How does refinancing a car loan after divorce actually work?
The idea is simple. The spouse keeping the car applies for a new auto loan in their name alone, the new lender pays off the existing joint loan, and the other spouse walks away with no connection to the debt.
In practice, you clear a few hurdles.
Credit score does a lot of the work. Most lenders want at least 620 to 660 for a standard auto refinance, though some credit unions go lower [7]. If the keeping spouse was a non-working spouse or has a thin file, qualifying alone can be hard.
Age and mileage matter. Many lenders won't refinance cars older than 10 years or past 100,000 to 125,000 miles, depending on the shop. Check eligibility before you build the whole plan around this path.
Loan-to-value matters. Owe $20,000 on a $15,000 car and most lenders won't finance the full underwater amount. Some stretch to 125% loan-to-value on a refinance. That's not universal.
Credit unions tend to be more flexible than banks on all of it. The National Credit Union Administration's locator helps you find one you can join [7]. Online lenders like PenFed and LightStream also refinance auto loans and can quote a rate without a hard credit pull in most cases.
Timing runs 3 to 14 days from application to funding. Build that into whatever deadline you write into the settlement.
Does the car title transfer happen automatically in a divorce?
No. A divorce decree does not transfer a car title on its own. The title is a separate document run by your state's DMV or its equivalent, like the Texas DMV or the California DMV [5].
After the divorce is final and the settlement names who gets the car, the receiving spouse usually brings three things to the DMV: the original title signed over by the other spouse, a copy of the divorce decree, and the transfer fee. States handle the details differently. California allows a court-ordered transfer without the other spouse's signature if you bring a certified copy of the decree [5]. Texas has a similar path through the county tax office [10].
Call your state DMV or check the website first. Ask specifically about "title transfer pursuant to a divorce decree." Some states have a dedicated form.
One practical note for the spouse giving up the car: get the title out of your name as soon as the divorce is done. If the keeping spouse crashes the car while your name is still on the title, you can catch liability exposure. The decree protects you legally, but untangling an insurance or civil claim is a headache you don't need.
Title transfer fees vary by state. Most run between $10 and $75 [5].
What if you have a leased car instead of a financed one?
A lease is harder than a loan because you don't own the car. You're renting it from the leasing company, and your options stop where their rules stop.
You can't move a lease to one spouse's name by agreement. The leasing company has to approve any change. Some captive lenders (Toyota Financial Services, Honda Financial, and the like) allow a lease transfer to a qualified individual, but they require the new lessee to meet credit standards and charge a transfer fee, often $300 to $500.

- _DATA_:
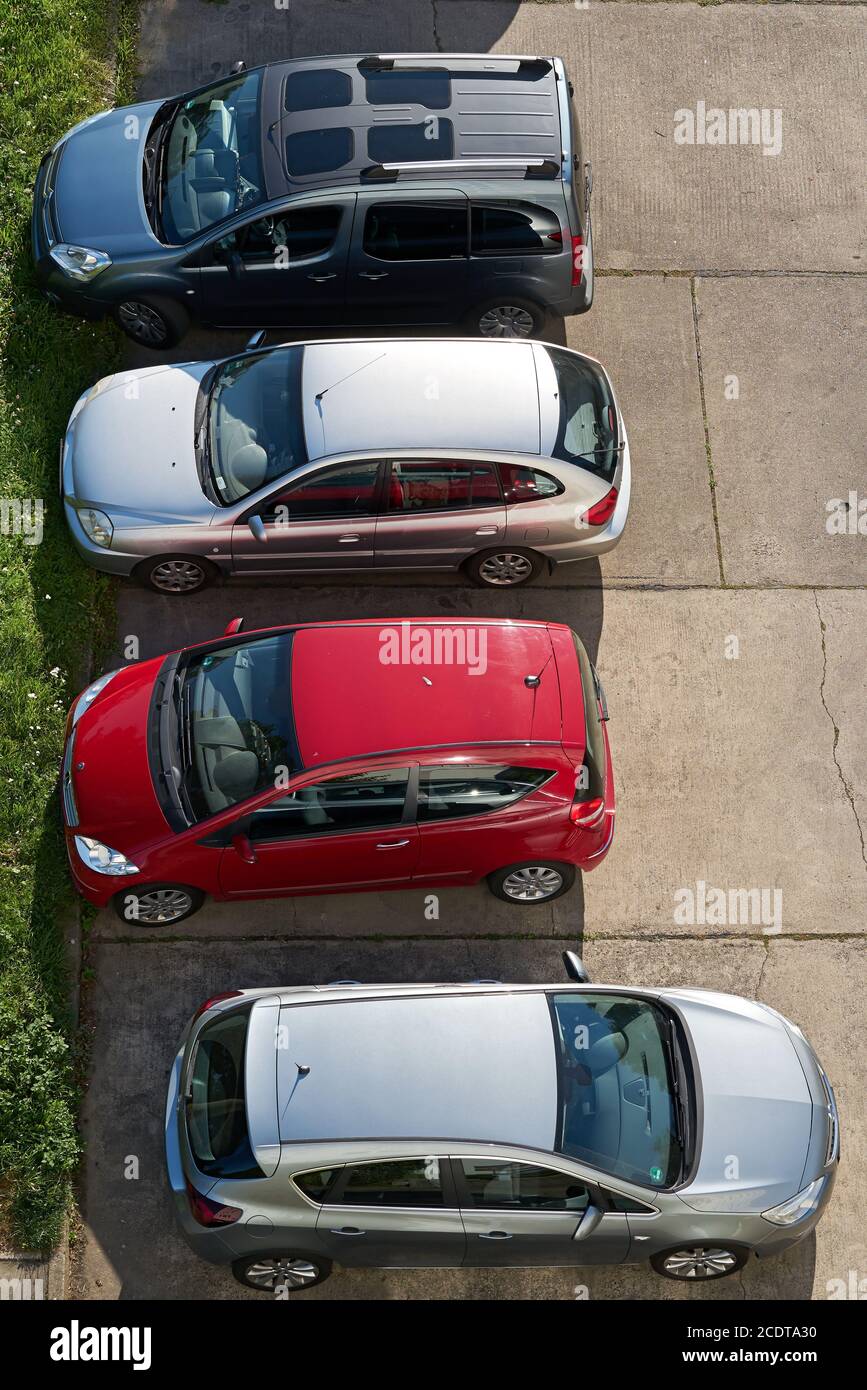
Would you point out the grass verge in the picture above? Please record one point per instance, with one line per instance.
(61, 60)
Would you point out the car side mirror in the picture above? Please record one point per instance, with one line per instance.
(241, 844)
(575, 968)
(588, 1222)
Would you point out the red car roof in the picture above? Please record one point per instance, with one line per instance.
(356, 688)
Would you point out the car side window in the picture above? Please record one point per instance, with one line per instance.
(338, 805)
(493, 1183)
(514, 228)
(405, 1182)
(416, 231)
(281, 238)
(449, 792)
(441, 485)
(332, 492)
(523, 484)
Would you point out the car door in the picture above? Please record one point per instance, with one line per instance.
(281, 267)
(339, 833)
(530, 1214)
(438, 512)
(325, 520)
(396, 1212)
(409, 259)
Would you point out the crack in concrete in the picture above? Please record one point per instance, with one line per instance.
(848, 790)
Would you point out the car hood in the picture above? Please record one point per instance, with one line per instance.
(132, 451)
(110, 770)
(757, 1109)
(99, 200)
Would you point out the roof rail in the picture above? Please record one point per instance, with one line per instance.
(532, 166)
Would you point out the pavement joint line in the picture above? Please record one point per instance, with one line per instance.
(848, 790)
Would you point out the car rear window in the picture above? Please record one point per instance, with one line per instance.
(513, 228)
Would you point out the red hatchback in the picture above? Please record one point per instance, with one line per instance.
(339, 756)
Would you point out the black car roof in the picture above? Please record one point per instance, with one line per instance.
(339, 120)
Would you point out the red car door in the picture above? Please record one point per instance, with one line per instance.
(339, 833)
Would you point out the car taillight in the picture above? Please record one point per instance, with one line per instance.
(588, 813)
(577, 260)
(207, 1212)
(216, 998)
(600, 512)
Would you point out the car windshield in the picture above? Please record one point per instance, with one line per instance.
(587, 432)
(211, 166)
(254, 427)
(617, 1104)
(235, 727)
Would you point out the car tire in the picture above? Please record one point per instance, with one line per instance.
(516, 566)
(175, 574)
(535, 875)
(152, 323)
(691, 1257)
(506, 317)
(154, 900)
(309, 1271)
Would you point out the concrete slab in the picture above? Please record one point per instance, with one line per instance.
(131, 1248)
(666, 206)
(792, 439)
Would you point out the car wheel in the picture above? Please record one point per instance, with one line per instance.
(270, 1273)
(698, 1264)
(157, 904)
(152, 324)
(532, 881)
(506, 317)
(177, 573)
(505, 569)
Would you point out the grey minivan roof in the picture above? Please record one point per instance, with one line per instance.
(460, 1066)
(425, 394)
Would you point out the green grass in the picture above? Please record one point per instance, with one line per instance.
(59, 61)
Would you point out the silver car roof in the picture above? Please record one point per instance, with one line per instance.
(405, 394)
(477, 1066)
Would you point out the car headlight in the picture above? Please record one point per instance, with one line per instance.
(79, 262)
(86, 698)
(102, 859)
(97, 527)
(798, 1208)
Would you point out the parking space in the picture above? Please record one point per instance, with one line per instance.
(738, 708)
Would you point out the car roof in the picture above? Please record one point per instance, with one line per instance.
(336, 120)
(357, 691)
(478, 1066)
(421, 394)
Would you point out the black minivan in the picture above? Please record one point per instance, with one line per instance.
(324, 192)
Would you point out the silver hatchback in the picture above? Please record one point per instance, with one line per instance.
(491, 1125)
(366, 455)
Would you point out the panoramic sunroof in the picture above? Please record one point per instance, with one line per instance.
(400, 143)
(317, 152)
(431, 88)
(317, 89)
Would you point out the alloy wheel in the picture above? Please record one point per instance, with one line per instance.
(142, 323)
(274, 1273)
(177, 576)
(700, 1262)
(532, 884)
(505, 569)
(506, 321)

- _EXERCISE OBJECTIVE_:
Write the next part of the guide to handling a car in a divorce, starting right after its final sentence. Nothing in the entries is needed here.

- _EXERCISE OUTPUT_:
If neither spouse qualifies to take over the lease alone, you're left with two choices: keep paying jointly until the lease ends, or return the car early. Early return usually triggers a termination penalty that can run several thousand dollars.
Call the leasing company before you finalize anything. Ask about your specific contract and get their policy in writing. Then write the plan into the settlement, including who pays any transfer fee or termination penalty.
How should you list the car and loan in your divorce papers?
List the asset and the debt separately, even though they attach to the same car. On the asset schedule, put the car: year, make, model, VIN, estimated current value. On the debt schedule, put the loan: lender, account number, current balance, monthly payment. Then in the property division section, tie them together: Spouse A receives the car and takes sole responsibility for the loan.
Most uncontested divorces file a settlement agreement as part of the paperwork, and this is where the split lives.
State court self-help centers hand out worksheets for listing assets and debts. California's self-help page has a property declaration form (FL-160) that walks you through it [4]. Most state judicial branch sites carry something similar.
Filing your own divorce papers? Double-check your state's form requirements. Some states use a separate vehicle transfer form, or ask for extra documentation when one party assumes the loan.
A divorce attorney can read your settlement if you're unsure the language holds, even while you handle the rest yourself. A one-hour consultation runs $150 to $350 depending on the market [8]. For a simple agreed case, that hour might be all you need.
What are the tax implications of transferring a car in a divorce?
Good news. Transfers of property between spouses incident to divorce are generally not taxable under IRS rules [9]. Section 1041 of the Internal Revenue Code covers it. The statute states that "no gain or loss shall be recognized on a transfer of property from an individual to (or in trust for the benefit of) a spouse, or a former spouse, but only if the transfer is incident to the divorce."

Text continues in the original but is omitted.